**Task objective**
Print the material below verbatim from its first line to its last, leaving out the pictures.

**Given data**
════════════════════
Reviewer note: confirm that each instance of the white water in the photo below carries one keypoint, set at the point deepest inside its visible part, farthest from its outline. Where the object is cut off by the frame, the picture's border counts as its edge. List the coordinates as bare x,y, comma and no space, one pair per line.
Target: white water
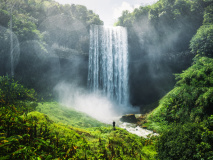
108,62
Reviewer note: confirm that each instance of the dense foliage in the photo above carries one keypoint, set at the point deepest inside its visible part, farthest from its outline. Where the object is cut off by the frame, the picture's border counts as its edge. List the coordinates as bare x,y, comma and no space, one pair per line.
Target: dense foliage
28,134
159,38
39,37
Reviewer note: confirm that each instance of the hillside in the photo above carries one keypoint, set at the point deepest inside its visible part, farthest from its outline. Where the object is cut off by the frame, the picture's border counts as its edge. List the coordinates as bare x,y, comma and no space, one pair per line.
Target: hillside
48,131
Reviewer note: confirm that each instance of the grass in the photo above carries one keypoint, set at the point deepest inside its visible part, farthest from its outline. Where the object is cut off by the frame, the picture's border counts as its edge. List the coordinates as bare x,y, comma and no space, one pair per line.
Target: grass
67,116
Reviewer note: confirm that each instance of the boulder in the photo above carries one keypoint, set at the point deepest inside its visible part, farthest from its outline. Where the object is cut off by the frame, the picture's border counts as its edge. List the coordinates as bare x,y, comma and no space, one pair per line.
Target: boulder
130,118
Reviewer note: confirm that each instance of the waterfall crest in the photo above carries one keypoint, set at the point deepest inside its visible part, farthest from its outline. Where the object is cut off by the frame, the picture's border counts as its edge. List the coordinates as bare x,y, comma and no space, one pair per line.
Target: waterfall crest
108,62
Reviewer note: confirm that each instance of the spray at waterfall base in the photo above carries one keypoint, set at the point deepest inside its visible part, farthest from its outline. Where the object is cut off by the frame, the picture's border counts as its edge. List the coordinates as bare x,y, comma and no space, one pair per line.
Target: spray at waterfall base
108,96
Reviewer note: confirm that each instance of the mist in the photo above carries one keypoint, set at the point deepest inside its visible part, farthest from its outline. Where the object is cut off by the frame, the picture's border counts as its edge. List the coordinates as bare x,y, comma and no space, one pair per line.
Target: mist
95,104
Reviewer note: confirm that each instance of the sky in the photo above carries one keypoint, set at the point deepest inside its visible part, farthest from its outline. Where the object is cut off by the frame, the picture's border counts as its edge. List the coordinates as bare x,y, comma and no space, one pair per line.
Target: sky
109,10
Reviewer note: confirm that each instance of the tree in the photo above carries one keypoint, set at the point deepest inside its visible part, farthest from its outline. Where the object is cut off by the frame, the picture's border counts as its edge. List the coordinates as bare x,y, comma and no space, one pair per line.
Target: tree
202,42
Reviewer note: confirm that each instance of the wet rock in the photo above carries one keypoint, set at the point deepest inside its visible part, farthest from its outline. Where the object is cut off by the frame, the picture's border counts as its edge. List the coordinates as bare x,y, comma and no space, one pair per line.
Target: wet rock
130,118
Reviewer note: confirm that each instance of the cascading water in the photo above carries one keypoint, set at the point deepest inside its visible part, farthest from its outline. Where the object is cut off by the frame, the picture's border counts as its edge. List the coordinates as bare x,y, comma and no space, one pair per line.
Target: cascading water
108,62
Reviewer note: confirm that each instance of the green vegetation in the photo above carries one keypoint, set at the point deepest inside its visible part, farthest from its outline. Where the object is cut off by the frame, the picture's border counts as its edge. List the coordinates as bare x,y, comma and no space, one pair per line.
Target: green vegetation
59,113
31,128
44,35
52,131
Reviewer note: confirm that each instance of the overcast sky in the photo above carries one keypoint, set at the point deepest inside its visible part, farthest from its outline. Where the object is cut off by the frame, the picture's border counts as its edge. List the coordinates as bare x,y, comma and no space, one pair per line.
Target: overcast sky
109,10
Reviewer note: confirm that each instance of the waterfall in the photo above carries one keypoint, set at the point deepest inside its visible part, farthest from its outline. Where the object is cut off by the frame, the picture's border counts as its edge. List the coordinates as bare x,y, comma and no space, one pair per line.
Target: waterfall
108,62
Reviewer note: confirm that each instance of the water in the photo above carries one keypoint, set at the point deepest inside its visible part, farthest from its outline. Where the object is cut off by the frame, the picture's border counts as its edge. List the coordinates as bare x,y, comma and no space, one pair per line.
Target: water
108,62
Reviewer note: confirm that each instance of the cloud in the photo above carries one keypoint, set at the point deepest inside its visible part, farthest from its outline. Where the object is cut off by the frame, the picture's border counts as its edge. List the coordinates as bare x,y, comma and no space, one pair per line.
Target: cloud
124,6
════════════════════
**Written response**
Reviewer note: confirm that each instance of the white water in the photo below carries one keypoint, set at the point deepest inside its visible part, farthest from its outline. Where the object is cut off by the frame, the picture's border counts as its edge. List the coordinates as bare x,y, comma and no space, one pair per line.
Target: white water
108,62
Reviewer note: confirm that each instance of the dense foliage in the photo above carries one keypoint, set at the point deepest inside its visible part, farthest from its outline. Where the object is cut off by the frame, the picture's border counts as its edge. List the coordinates as bare x,y, comma and no space, one pair per line.
Target: dense foliage
28,134
159,38
39,37
Reviewer note: confirm that each instance of the hillside in the photo above carries one keypoint, set at the point deepest inside its visible part, farthest from its outline. Where the object is cut off by the frame, the picture's border counts as its edge. List the coordinates as bare x,y, comma and no space, one pair per line.
Target: hillside
48,131
Reviewer note: confirm that each instance of the grass in the photo above carries one keypoint, set at the point deepest inside its visible part, farthest from its outline. Where the object is cut off by the frame, the picture's border counts as its edge. List the coordinates as bare x,y, comma and no space, one pair per line.
Target: grass
67,116
Reviewer note: confirm that each instance of the boulder in the photo above carries one keypoint, set at the point deepest inside its visible part, farthest from its outline. Where the object is cut off by the frame, the picture's border counts as its edge. List the coordinates as bare x,y, comma and no space, one pair per line.
Target: boulder
130,118
Reviewer note: confirm that each instance of the waterfall crest in the photo above carries one keypoint, set at the point deepest inside its visible part, farthest from its outline. Where the object is cut off by the frame, the picture's border counts as its edge. List the coordinates as bare x,y, comma and no space, one pair per line.
Target: waterfall crest
108,62
Reviewer note: confirm that each instance of the spray at waterfall base in the photo above carries one keypoint, set at the point deepest inside its visible part, farthest from its outline. Where the object is cut off by the frame, the picture's border counts as its edge. List the coordinates as bare x,y, comma and no space, one pair per line.
Target: spray at waterfall base
108,96
Reviewer note: confirm that each instance of the mist in the photo above carries one keypoint, set at the point deepest inside its visible part, farthest from its outline. Where the object is cut off by the frame, the picture's border counts as its edge. List the coordinates as bare x,y, comma and no space, one pair per line.
Target: mist
95,104
Reviewer note: confirm that each instance of the sky in the photo above carries one keypoint, set at the point deepest inside its visible part, farthest from its outline. Where the object is cut off by the frame, the picture's border counts as its edge. List the coordinates as bare x,y, comma and no space, one pair per line.
Target: sky
109,10
Reviewer note: confirm that each instance of the tree in the photo above carries one keypoint, set at the point deepest inside its visible part, farthest from its outline. Where the object is cut off by the frame, the picture's border counts as its edge. List the coordinates as bare x,y, comma and no space, one pair per line.
Target: tree
202,42
Reviewer note: confirm that each instance of the wet rock in the photo above carries one keypoint, set at the point deepest inside its visible part, farthest from its outline. Where the object is cut off by the frame, the picture's border counts as its edge. List the coordinates as bare x,y, comma and no space, one pair per line.
Target: wet rock
130,118
Reviewer note: confirm that each instance of the cascading water in the photo above carries one keypoint, set at the point deepest inside its visible part, farthest from its outline. Where the object is cut off by the frame, the picture's border counts as its edge. List the coordinates as bare x,y, comma and no space, one pair per line.
Target: cascading water
108,62
Reviewer note: confirm that each instance of the green vegetation in the photo above carries one keypoint, set at the point deepest inside its visible part, farthest from its outline. Where the object is cut off by the frame, the picture's border counts as its edge. List the coordinates as bare x,y, comma and no space, one pair per line.
Target: green vegetation
59,113
31,128
44,35
52,131
Reviewer note: confirm that each instance of the overcast sky in the photo above carries one keypoint, set at the point deepest inside its visible part, farthest from its outline. Where the object is cut off by the frame, the picture's border counts as its edge. List the coordinates as bare x,y, comma and no space, one pair per line.
Target: overcast sky
109,10
Reviewer note: confirm that each instance of the waterfall in the photo above carries one keypoint, set at the point deepest inside its visible part, farthest from its outline. Where the object is cut off by the frame, the picture's border counts as its edge. List the coordinates as bare x,y, comma and no space, one pair per line.
Target: waterfall
108,62
Reviewer note: confirm that each instance of the water in the photo above carries one keypoint, set at the point deepest inside its visible part, farthest from its outline. Where the object is cut off by the frame, the picture's border counts as its edge. List the coordinates as bare x,y, comma and no space, one pair per line.
Target: water
108,62
Reviewer note: confirm that each instance of the cloud in the photo above carries one keypoint, set at the point deepest inside its visible part, farthest from its outline. Where the object is cut off by the frame, the picture's border counts as its edge. List the coordinates as bare x,y, comma and no space, one pair per line.
Target: cloud
124,6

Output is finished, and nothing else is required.